DATA IN THIS EXERCISE:
+-------+
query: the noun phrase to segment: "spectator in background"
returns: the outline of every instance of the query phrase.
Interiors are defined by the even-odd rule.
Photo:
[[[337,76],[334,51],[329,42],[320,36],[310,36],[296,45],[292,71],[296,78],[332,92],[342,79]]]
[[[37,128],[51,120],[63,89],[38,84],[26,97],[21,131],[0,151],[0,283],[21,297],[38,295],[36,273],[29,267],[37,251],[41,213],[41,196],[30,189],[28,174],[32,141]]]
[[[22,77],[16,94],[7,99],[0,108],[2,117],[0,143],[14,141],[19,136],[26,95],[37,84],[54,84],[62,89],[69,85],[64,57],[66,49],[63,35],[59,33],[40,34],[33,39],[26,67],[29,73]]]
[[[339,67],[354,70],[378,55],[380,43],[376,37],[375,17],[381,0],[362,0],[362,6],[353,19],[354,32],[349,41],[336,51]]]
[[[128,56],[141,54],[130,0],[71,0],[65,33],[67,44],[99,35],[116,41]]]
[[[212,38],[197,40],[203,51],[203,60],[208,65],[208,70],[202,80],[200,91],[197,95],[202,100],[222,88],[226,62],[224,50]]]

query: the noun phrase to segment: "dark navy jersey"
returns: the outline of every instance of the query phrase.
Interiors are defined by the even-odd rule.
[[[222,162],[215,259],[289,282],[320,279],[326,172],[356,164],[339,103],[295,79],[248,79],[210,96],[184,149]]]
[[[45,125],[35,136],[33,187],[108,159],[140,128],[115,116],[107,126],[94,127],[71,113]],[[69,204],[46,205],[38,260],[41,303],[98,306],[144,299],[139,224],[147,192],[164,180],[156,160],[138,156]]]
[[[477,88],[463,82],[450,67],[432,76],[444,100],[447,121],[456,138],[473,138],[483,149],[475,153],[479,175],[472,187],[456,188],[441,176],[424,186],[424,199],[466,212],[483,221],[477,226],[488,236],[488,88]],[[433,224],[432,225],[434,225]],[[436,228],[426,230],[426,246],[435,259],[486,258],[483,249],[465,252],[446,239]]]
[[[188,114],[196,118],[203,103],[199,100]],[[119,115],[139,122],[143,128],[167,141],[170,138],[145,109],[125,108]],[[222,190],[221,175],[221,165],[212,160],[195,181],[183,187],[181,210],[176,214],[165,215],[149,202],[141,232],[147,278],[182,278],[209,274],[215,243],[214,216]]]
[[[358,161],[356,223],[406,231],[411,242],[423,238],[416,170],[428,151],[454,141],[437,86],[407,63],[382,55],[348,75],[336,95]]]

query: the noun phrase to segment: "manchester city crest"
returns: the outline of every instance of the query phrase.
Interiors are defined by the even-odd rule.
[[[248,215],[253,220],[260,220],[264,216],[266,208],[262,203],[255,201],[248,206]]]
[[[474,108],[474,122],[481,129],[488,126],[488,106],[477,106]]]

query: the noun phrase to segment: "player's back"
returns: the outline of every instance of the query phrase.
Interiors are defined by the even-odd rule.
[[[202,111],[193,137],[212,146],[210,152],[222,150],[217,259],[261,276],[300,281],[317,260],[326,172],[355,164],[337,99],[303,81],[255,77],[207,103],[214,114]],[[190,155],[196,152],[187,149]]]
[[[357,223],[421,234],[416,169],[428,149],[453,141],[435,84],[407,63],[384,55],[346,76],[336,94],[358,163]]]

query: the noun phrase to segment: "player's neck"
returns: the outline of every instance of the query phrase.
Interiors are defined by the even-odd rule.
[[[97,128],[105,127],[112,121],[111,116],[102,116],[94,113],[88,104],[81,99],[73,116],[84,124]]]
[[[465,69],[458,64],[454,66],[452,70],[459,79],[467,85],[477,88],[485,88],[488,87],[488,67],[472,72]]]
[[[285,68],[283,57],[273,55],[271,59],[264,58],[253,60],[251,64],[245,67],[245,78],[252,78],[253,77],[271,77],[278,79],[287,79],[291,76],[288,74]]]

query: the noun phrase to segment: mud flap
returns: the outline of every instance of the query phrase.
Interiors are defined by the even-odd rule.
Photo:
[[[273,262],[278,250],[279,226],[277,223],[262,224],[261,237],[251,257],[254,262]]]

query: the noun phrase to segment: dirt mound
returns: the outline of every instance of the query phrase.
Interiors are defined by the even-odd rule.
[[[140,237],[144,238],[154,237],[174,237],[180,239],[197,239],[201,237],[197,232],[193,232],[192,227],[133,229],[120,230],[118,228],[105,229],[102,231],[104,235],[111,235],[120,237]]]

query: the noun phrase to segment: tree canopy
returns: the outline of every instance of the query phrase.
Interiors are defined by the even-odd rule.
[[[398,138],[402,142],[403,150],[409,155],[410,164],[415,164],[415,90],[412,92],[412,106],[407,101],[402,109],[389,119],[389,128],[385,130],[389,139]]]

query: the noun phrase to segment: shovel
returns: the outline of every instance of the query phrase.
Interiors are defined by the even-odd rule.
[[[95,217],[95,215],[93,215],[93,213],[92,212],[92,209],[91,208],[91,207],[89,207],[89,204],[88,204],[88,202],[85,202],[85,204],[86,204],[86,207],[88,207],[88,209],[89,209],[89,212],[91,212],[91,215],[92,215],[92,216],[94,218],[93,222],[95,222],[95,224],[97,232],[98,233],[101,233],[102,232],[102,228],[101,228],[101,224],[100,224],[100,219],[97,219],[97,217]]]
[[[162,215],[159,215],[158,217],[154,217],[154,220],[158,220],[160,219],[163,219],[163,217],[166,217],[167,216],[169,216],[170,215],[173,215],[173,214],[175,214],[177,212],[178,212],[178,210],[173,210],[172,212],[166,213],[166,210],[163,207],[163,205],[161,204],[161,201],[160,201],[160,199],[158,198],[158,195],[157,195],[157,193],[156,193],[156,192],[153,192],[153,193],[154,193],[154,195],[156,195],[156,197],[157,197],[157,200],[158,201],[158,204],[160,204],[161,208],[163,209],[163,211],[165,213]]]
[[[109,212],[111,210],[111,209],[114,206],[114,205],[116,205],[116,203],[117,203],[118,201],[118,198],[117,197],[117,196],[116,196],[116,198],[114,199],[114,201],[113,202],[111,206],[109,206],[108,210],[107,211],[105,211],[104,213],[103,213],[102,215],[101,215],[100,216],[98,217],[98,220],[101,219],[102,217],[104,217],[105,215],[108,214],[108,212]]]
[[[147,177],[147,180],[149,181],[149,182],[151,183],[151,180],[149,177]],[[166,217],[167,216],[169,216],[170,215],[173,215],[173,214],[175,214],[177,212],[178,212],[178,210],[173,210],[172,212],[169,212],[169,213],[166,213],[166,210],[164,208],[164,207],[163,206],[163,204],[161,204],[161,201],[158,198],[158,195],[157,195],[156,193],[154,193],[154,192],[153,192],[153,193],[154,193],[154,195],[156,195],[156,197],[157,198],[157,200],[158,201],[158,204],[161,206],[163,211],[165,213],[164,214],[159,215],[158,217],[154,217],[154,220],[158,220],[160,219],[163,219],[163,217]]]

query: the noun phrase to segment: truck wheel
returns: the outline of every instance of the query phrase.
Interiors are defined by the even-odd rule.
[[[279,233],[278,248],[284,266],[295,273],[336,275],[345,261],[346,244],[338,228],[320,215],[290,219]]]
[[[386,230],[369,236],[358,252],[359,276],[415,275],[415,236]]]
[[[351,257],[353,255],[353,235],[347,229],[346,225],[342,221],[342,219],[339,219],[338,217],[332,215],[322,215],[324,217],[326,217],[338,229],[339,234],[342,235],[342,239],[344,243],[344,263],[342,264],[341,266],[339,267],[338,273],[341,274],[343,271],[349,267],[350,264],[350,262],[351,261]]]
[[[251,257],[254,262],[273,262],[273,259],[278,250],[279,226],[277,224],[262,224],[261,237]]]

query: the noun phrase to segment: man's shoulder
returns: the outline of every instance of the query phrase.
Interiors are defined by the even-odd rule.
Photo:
+-------+
WHAT THE TASK REQUIRES: Reproduce the entire listing above word for word, from its first line through its last.

OUTPUT BELOW:
query: the noun phrase to segment: "spectator in background"
returns: the outline of every instance of the query phrase.
Interiors are defined by the even-odd rule.
Photo:
[[[337,76],[334,51],[329,42],[320,36],[310,36],[296,45],[292,71],[296,78],[332,92],[342,79]]]
[[[37,128],[51,120],[63,89],[38,84],[26,97],[21,131],[0,151],[0,283],[21,297],[38,295],[36,273],[29,267],[37,251],[41,213],[41,196],[30,189],[28,174],[32,141]]]
[[[22,77],[16,94],[7,99],[0,108],[2,117],[0,143],[14,141],[19,136],[26,95],[37,84],[54,84],[62,89],[69,85],[64,57],[66,49],[63,35],[59,33],[40,34],[33,39],[26,67],[29,73]]]
[[[339,67],[354,70],[378,55],[380,43],[376,37],[375,17],[381,0],[362,0],[362,6],[353,19],[354,32],[349,41],[336,51]]]
[[[128,56],[141,54],[130,0],[71,0],[65,33],[67,44],[99,35],[116,41]]]
[[[212,38],[197,40],[203,51],[203,60],[208,65],[208,70],[202,80],[200,91],[197,95],[202,100],[222,88],[226,62],[224,50]]]

query: the noun phrase to segment: "dark navy jersey"
returns: the outline of every instance of the query phrase.
Interiors are defined by the even-odd rule.
[[[222,162],[215,259],[289,282],[320,279],[326,172],[356,164],[339,103],[295,79],[248,79],[210,96],[184,149]]]
[[[45,125],[35,136],[33,187],[108,159],[140,128],[115,116],[107,126],[94,127],[71,113]],[[69,204],[46,205],[38,260],[41,303],[98,306],[144,299],[139,224],[147,192],[164,180],[156,160],[138,156]]]
[[[477,88],[463,82],[450,67],[432,76],[444,100],[447,121],[456,138],[473,138],[483,149],[475,153],[479,175],[472,187],[456,188],[441,176],[424,186],[424,199],[466,212],[483,221],[477,226],[488,236],[488,88]],[[433,224],[432,225],[434,225]],[[436,228],[426,230],[426,246],[435,259],[486,258],[483,249],[465,252],[446,239]]]
[[[188,114],[196,118],[203,103],[199,100]],[[119,115],[139,122],[143,128],[167,141],[170,138],[145,109],[125,108]],[[222,190],[221,175],[221,165],[212,160],[195,181],[183,187],[181,210],[176,214],[165,215],[149,202],[141,232],[147,278],[182,278],[209,274],[215,243],[214,216]]]
[[[358,161],[356,223],[406,231],[411,242],[423,238],[416,170],[428,151],[454,141],[437,86],[407,63],[382,55],[348,75],[336,95]]]

query: the noun phrase to segment: "manchester city crest"
returns: the outline of every instance of the query phrase.
Interiors are defined by the even-odd rule.
[[[248,215],[253,220],[260,220],[264,216],[266,208],[262,203],[255,201],[248,206]]]
[[[474,108],[474,122],[481,129],[488,126],[488,106],[477,106]]]

query: the noun phrase to segment: "player's back"
returns: the outline of every instance of the query phrase.
Interiors are defined by the even-odd rule.
[[[202,111],[193,137],[212,146],[210,152],[222,150],[217,259],[261,276],[300,281],[317,260],[326,172],[355,164],[337,99],[303,81],[255,77],[207,103],[214,114]],[[190,155],[196,152],[187,149]]]
[[[357,223],[421,234],[416,169],[428,149],[453,141],[435,84],[407,63],[384,55],[346,76],[336,94],[358,163]]]

query: the noun phrase to segment: "player's neck"
returns: the outline of every instance of the query phrase.
Interiors are defined by the even-odd rule.
[[[97,128],[105,127],[112,121],[111,116],[102,116],[94,113],[88,104],[81,99],[73,116],[84,124]]]
[[[465,69],[458,64],[454,66],[452,70],[459,79],[467,85],[477,88],[485,88],[488,87],[488,67],[472,72]]]
[[[285,68],[283,57],[273,55],[271,59],[264,58],[253,60],[251,64],[245,67],[245,78],[252,78],[253,77],[271,77],[278,79],[287,79],[291,76],[288,74]]]

query: the noun phrase to segment: mud flap
returns: the outline of every instance of the query phrase.
Interiors are defined by the even-odd rule.
Photo:
[[[273,262],[278,250],[279,226],[277,223],[262,224],[261,237],[251,257],[254,262]]]

query: the noun phrase to segment: dirt mound
returns: the outline of every instance of the query phrase.
Interiors are defined by the even-odd rule.
[[[140,237],[144,238],[154,237],[174,237],[180,239],[197,239],[201,237],[197,232],[193,232],[192,227],[133,229],[120,230],[118,228],[105,229],[102,231],[104,235],[111,235],[120,237]]]

query: the noun phrase to segment: tree canopy
returns: the outline of every instance of the query phrase.
Interiors are defined by the even-odd rule.
[[[398,138],[402,142],[403,150],[409,155],[410,164],[415,164],[415,90],[412,92],[412,106],[407,101],[402,109],[389,119],[389,128],[385,130],[389,139]]]

query: the noun phrase to segment: shovel
returns: the outline of every instance of the query phrase.
Interiors are defined by the even-odd rule.
[[[95,217],[95,215],[93,215],[93,213],[92,212],[92,209],[91,208],[91,207],[89,207],[89,204],[88,204],[88,202],[85,202],[85,204],[86,204],[86,207],[88,207],[88,209],[89,209],[89,212],[91,212],[91,215],[92,215],[92,216],[94,218],[93,222],[95,222],[95,224],[97,232],[98,233],[101,233],[102,232],[102,228],[101,228],[101,224],[100,224],[100,219],[97,219],[97,217]]]
[[[162,215],[159,215],[158,217],[154,217],[154,220],[158,220],[160,219],[163,219],[163,217],[166,217],[167,216],[169,216],[170,215],[173,215],[173,214],[175,214],[177,212],[178,212],[178,210],[173,210],[172,212],[166,213],[166,210],[163,207],[163,205],[161,204],[161,201],[160,201],[160,199],[158,198],[158,195],[157,195],[157,193],[156,193],[156,192],[153,192],[153,193],[154,193],[154,195],[156,195],[156,197],[157,197],[157,200],[158,201],[158,204],[160,204],[161,208],[163,209],[163,211],[165,213]]]
[[[109,212],[111,210],[111,209],[114,206],[114,205],[116,205],[116,203],[117,203],[118,201],[118,198],[117,197],[117,196],[116,196],[116,198],[114,199],[114,201],[113,202],[111,206],[109,206],[108,210],[107,211],[105,211],[104,213],[103,213],[102,215],[101,215],[100,216],[98,217],[98,220],[101,219],[102,217],[104,217],[105,215],[108,214],[108,212]]]
[[[147,177],[147,180],[149,181],[149,182],[151,183],[151,180],[149,177]],[[166,217],[167,216],[169,216],[170,215],[173,215],[173,214],[175,214],[177,212],[178,212],[178,210],[173,210],[172,212],[169,212],[169,213],[166,213],[166,210],[164,208],[164,207],[163,206],[163,204],[161,204],[161,201],[158,198],[158,195],[157,195],[156,193],[154,193],[154,192],[153,192],[153,193],[154,193],[154,195],[156,195],[156,197],[157,198],[157,200],[158,201],[158,204],[161,206],[163,211],[165,213],[164,214],[159,215],[158,217],[154,217],[154,220],[158,220],[160,219],[163,219],[163,217]]]

query: the noun phrase to segment: truck wheel
returns: the outline of every instance of the query phrase.
Interiors are defined by the even-odd rule.
[[[279,233],[278,248],[284,266],[295,273],[336,275],[345,261],[346,244],[338,228],[320,215],[290,219]]]
[[[386,230],[369,236],[358,252],[359,276],[415,275],[415,236]]]
[[[351,257],[353,255],[353,235],[347,229],[346,225],[342,221],[342,219],[339,219],[338,217],[332,215],[322,215],[324,217],[326,217],[338,229],[339,234],[342,235],[342,239],[344,243],[344,263],[342,264],[341,266],[339,267],[338,273],[341,274],[343,271],[349,267],[350,264],[350,262],[351,261]]]
[[[251,257],[254,262],[273,262],[273,259],[278,250],[279,226],[277,224],[262,224],[261,237]]]

query: the noun phrase to segment: man's shoulder
returns: the outline of every instance of the query phrase.
Interiors are defined by the even-odd rule.
Photo:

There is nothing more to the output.